MATERIAL TO PROCESS
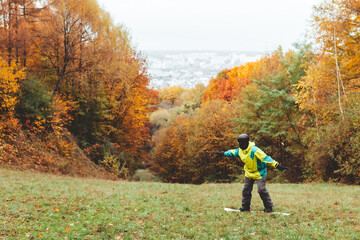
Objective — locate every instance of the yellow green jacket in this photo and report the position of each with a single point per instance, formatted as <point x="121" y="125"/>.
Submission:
<point x="255" y="160"/>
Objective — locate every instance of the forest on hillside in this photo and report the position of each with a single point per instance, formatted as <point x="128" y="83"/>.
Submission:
<point x="74" y="99"/>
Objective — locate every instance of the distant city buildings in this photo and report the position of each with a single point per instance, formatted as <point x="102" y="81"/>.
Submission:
<point x="188" y="68"/>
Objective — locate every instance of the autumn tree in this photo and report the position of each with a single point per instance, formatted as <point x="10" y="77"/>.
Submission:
<point x="329" y="92"/>
<point x="269" y="113"/>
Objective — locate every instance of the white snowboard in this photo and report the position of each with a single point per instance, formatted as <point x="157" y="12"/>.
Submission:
<point x="237" y="210"/>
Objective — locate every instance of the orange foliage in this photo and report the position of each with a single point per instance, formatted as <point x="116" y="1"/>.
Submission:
<point x="229" y="83"/>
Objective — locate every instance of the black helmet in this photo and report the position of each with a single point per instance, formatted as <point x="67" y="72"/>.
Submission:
<point x="243" y="141"/>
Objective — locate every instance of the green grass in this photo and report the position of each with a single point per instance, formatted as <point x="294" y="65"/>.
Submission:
<point x="35" y="206"/>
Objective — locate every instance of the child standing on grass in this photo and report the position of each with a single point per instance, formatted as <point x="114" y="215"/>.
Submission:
<point x="256" y="162"/>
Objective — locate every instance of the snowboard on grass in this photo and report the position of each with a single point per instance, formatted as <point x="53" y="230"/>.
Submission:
<point x="237" y="210"/>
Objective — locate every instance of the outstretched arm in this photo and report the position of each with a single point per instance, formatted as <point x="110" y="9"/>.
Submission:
<point x="230" y="153"/>
<point x="268" y="160"/>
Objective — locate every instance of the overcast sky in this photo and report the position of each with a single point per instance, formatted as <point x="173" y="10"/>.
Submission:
<point x="235" y="25"/>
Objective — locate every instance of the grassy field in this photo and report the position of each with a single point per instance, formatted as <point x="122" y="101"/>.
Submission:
<point x="35" y="206"/>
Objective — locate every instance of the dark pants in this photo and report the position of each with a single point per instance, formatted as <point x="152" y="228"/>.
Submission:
<point x="262" y="190"/>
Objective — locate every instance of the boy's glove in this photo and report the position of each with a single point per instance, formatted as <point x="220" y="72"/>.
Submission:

TASK OBJECTIVE
Gather up the lines containing the word "green" from these records and copy them.

TASK ANSWER
Objective — locate every instance of the yellow green jacket in this photo and report the position of each with a single point per instance, formatted as <point x="121" y="125"/>.
Objective — locate every instance of the green grass in this photo and report the position of each with a single point per instance, formatted as <point x="294" y="65"/>.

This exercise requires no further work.